TASK REQUIREMENTS
Select each line below that contains the word "object" and copy it out. Case counts.

INPUT
++++++
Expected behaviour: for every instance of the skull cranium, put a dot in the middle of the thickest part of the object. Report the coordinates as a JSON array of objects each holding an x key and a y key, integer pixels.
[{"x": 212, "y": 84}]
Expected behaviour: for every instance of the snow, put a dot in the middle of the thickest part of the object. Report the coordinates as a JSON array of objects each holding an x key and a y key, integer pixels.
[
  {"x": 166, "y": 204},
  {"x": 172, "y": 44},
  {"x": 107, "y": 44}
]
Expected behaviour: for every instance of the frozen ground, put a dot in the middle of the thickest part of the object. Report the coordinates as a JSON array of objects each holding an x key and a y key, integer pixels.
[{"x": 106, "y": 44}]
++++++
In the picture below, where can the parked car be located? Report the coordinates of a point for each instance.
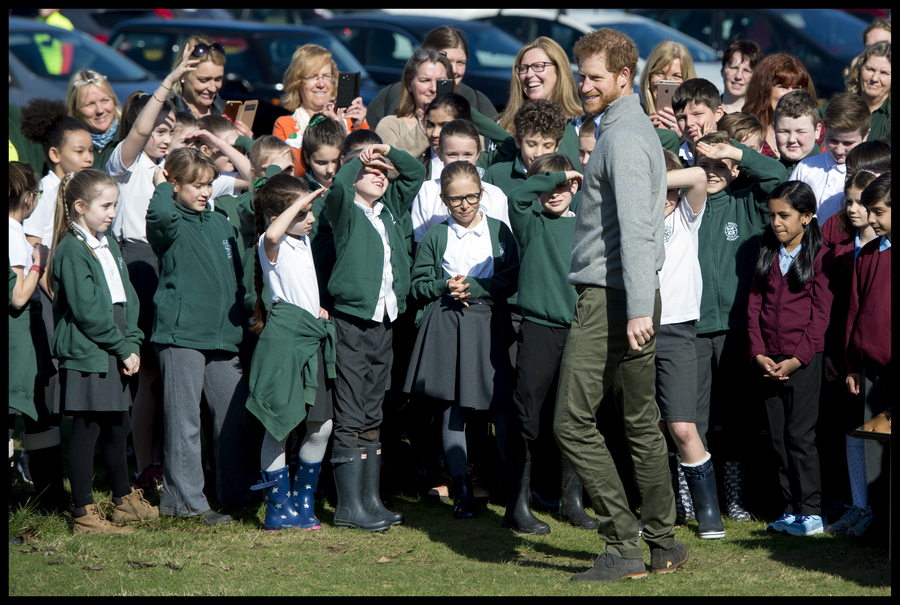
++++++
ANSWER FOR THE TASK
Expected behaviour: for every instance of the skull cranium, put a dot in the middle of the thickest part of the object. Report the coordinates as a JSON array of objects each holding an x key and a y key, integer pixels.
Expected behaviour: for every instance of the snow, put a dot in the middle of the thickest part of the object. Report the coordinates as a JSON array of objects each holding an x key and a y key, integer pixels.
Expected behaviour: for every instance of the frozen ground, put a dot in the middle of the thickest part of the object. Report the coordinates as a JSON array of objects each holding an x key and a y key, integer pixels.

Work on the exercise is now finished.